__WORK TO BE COMPLETED__.
Duplicate the material word for word, from its first line through the line containing "POLYGON ((33 131, 73", with both ends included.

Source data:
- - - - - - -

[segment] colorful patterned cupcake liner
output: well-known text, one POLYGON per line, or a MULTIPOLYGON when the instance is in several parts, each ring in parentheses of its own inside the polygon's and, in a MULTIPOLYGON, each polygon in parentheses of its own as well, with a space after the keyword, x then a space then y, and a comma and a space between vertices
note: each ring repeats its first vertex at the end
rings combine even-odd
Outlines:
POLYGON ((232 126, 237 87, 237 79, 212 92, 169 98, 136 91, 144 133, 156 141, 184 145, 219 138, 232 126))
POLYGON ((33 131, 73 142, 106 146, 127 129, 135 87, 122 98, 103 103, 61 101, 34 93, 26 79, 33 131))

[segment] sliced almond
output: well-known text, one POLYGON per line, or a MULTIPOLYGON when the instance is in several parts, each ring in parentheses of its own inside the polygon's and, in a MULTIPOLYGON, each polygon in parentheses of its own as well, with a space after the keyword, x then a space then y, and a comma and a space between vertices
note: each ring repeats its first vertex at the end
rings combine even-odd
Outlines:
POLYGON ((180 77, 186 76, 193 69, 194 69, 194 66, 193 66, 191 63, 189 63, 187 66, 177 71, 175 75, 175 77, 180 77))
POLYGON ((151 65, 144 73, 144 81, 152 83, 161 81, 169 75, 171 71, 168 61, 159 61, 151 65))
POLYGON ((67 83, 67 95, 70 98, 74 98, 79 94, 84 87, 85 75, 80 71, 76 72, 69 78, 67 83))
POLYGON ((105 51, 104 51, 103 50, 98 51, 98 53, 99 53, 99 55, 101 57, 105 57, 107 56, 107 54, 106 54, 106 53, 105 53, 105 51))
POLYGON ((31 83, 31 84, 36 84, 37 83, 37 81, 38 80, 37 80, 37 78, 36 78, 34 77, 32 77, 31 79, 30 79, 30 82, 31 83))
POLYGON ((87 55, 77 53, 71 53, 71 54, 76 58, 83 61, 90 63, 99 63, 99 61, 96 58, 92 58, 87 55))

- - - - - - -

__RESPONSE TO THIS TASK__.
[segment] colorful patterned cupcake liner
output: well-known text, one POLYGON per line, or a MULTIPOLYGON when the instance is in several parts, each ring in parentheses of its own inside the polygon's and, in a MULTIPOLYGON, each polygon in parentheses of its own as well, with a space after the keyword, x then a space then y, and a comma and a space between vertices
note: each ring repeats its first vertex at the end
rings combine even-odd
Outlines:
POLYGON ((232 126, 237 87, 237 79, 212 92, 169 98, 136 91, 144 133, 156 141, 184 145, 219 138, 232 126))
POLYGON ((33 131, 73 142, 106 146, 127 129, 135 87, 122 98, 103 103, 61 101, 34 93, 26 79, 33 131))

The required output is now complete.